» Supplied text:
▼
All posts by Native Earth

Kenneth T. Williams: “Challenge Your Mythology”

Weesageechak 30 is excited to have award-winning Cree playwright and former Native Earth Playwright-in-Residence, Kenneth T. Williams for this year’s festival. Following his 2014 reading of In Care at W27,  Williams returns with his latest work-in-progress, The Whale Killer.

The Whale Killer is inspired by a 2001 shooting of an RCMP officer in Cape Dorset during Williams’ time as a reporter for APTN National News. “There were a lot of unanswered questions about the murder. However, [The Whale Killer] is not my version of the events. It was a starting point and now doesn’t resemble anything that happened in the real event.”

“Because first and foremost, Indigenous people are my audience…I need to hear their responses first, they are who ground my work.”

Working with Artistic Director of Theatre Network (Edmonton, Alberta), Bradley Moss as dramaturge, Williams believes Weesageechak is the next step for The Whale Killer‘s evolution.

“First and foremost, Indigenous people are my audience. There is no other opportunity out there that allows me to present a play in progress to Indigenous theatre professionals. I need to hear their responses first, they are who ground my work.”

Williams hopes the workshop preview will capture everyone’s anticipation for The Whale Killer‘s full production. He also hopes to continue provoking discussions around issues that are important to the Indigenous community while doing quality work of which we can all be proud.

You can follow Williams on Twitter @feralplaywright for tweets about drama, Indigenous peoples and climate change. Make sure to catch The Whale Killer on Friday, November 17th!

More from Kenneth T. Williams

Where do you find your inspiration for your creative work?
Right now, a lot of my work comes from my years as a journalist. There were a lot of stories that I couldn’t tell, or I couldn’t tell as completely as I could, so now I re-examine them through the lens of a playwright.

What’s the best piece of advice you’ve been given?
All plays can be shorter.

Do you have any advice for Indigenous creators just coming onto the scene?
Challenge your own mythology.

Who is your role model? How do they inspire you?
My great-grandparents, John and Ethel Blind. They were hard working, tough and very loving people. They are my roots. They are my way forward.

What are your thoughts on addressing political topics through Indigenous art?
All Indigenous art is political. The history of this country trying to erase us means that all art and Indigenous expression is an act of resistance.

What does Indigenous art mean to you?
Art created by Indigenous peoples is Indigenous art.

What is coming up next for you?
Café Daughter will be presented in Victoria in the spring. I was just hired as an assistant professor in the Department of Drama at the University of Alberta, so that’s keeping me extremely busy.

See Kenneth T. William’s Whale Killer on
Friday, November 17th @ 7:30pm

Henrietta Baird: “Without Our Art, We have nothing”

We’re thrilled to host Australia’s Moogahlin Performing Arts for a second year at Weesageechak Begins to Dance, this year featuring Kuku Yalanji/Yidinji playwright Henrietta Baird‘s work The Weekend.
▲
» Tasks and exercises:
**A.** In the Weesageechak festival post, why does Kenneth T. Williams see the festival as the next step for The Whale Killer? Please answer in one to three sentences.
**B.** According to the Weesageechak festival post, what real event inspired The Whale Killer?
**C.** Carry on the Weesageechak festival post from its last sentence.
The lines that come next are from a separate source.

» Provided data:
▼
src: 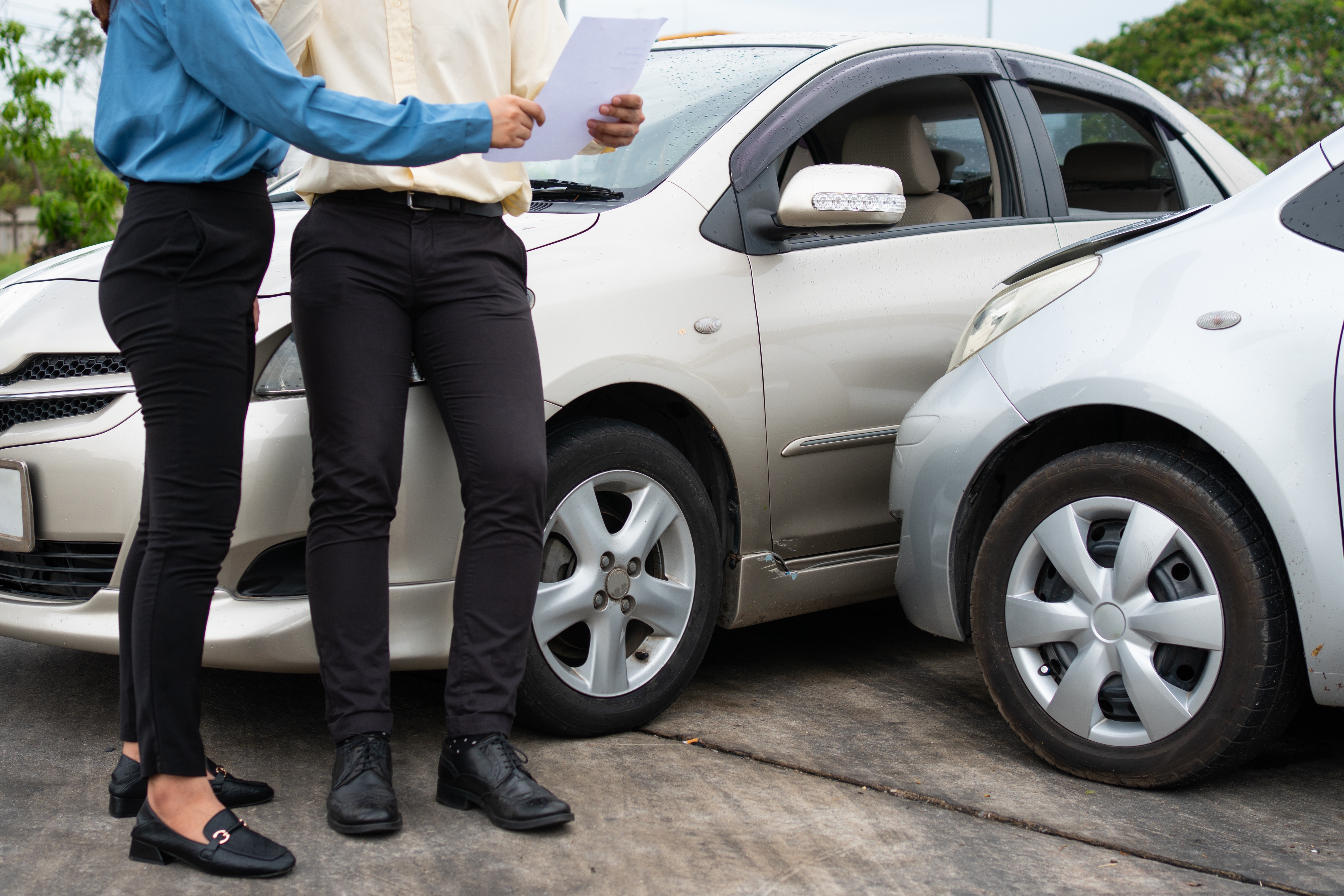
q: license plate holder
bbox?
▲
» Outputs:
**A.** Williams says Indigenous people are his primary audience, and no other opportunity lets him present a play in progress to Indigenous theatre professionals. He needs to hear their responses first because they ground his work.

**B.** A 2001 shooting of an RCMP officer in Cape Dorset.

**C.**
“Being an Aboriginal woman from a different country, I think [Weesageechak] is a great opportunity to present my script. It’s a festival where all Indigenous artists can be inspired and share our culture and our stories. A place to learn to be strong in our views as artists and what we believe in.”

The Weekend shares an intimate story of Baird and her experiences as a young mother trekking through a world of public housing, drug dealing, and threats of losing her children.

“I want the audience to walk away with a strong emotional effect, to know where you come from and what you believe in.”

“I want the audience to walk away with a strong emotional effect, to know where you come from and what you believe in.” Through this piece, Baird reminds us that whatever life throws at you, however complicated it may be, just hang in there. “Your situation will change, so keep going and never give up. You can be the inspiration.”

Taking inspiration from her mother, grandmothers, aunties and other strong women, powerful resilient women are main characters to Baird’s stories. “Telling me stories, showing my places, and teaching me about my culture, without these women, I probably wouldn’t be who I am today.”

Make sure to catch The Weekend on Thursday, November 16th!

More from Henrietta Baird

What piece are you looking forward to seeing at W30?
I’m not sure at the moment but I want to see as much possible.

Where do you find your inspiration for your creative work?
Myself I believe that I have a certain way of telling stories and this is just the start so I would love to be a part of this festival so that I can be inspired from other Indigenous artists and storytellers.

What’s the best piece of advice you’ve been given?
Keep writing.

Do you have any advice for Indigenous creators just coming onto the scene?
Yes, keep following your dreams. Never give up. Try to be a part of many performances. See as many shows as possible. Everyone is an inspiration to be sponge. Look at what you can bring to the table as you are also the inspiration for others.

What are your thoughts on addressing political topics through Indigenous art?
Political topics being addressed through Indigenous art is a great way to get people to understand our views.

What does Indigenous art mean to you?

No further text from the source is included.